Copy out word for word the lines starting with the one that contains "Target phrase = red high heel shoe" and running through the last line.
* Begin INPUT *
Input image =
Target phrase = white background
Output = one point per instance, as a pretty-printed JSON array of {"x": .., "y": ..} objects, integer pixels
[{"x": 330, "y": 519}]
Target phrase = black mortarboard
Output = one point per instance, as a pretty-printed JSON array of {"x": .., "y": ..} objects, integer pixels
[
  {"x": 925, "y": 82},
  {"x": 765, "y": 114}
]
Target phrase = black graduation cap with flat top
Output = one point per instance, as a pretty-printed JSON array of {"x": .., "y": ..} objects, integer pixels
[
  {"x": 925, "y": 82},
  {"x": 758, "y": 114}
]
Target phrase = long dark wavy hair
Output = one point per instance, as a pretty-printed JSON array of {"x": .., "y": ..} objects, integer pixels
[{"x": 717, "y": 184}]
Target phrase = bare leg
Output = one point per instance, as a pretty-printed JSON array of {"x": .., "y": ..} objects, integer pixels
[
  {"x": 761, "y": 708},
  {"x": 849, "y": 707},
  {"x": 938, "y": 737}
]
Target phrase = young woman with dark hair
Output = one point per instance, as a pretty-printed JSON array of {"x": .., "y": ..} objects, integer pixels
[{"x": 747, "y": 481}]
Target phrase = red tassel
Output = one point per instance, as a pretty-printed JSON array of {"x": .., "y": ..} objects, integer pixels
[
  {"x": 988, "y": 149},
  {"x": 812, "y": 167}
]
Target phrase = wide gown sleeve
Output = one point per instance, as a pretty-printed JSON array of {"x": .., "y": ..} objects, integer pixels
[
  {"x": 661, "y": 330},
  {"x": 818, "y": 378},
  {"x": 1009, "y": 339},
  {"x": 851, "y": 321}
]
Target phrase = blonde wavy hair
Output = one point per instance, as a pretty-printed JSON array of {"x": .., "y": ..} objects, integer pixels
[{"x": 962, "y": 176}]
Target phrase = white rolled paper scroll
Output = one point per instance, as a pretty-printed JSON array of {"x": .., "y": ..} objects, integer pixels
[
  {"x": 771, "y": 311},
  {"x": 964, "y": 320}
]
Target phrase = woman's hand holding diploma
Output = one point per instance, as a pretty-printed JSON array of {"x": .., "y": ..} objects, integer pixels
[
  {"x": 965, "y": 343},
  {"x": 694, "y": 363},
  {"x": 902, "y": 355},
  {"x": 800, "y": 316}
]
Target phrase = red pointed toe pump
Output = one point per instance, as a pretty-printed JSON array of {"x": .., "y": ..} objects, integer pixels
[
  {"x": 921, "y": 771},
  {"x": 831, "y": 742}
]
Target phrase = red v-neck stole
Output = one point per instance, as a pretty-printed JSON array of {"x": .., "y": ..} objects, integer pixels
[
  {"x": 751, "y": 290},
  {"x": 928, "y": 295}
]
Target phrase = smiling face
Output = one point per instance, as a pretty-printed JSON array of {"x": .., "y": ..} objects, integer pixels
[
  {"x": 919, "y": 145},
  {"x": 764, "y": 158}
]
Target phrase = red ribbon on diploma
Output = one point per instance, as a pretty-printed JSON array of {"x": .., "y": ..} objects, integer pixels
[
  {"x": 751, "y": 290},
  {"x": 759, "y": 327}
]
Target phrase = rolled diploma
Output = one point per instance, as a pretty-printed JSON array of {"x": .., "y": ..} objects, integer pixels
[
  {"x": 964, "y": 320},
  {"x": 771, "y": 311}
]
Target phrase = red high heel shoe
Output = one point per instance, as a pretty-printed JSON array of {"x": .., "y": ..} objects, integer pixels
* End INPUT *
**SOLUTION TO THIS PROBLEM:**
Target phrase = red high heel shoe
Output = one point per instance, as a pretty-printed JSON array of {"x": .., "y": ..} objects, integer pixels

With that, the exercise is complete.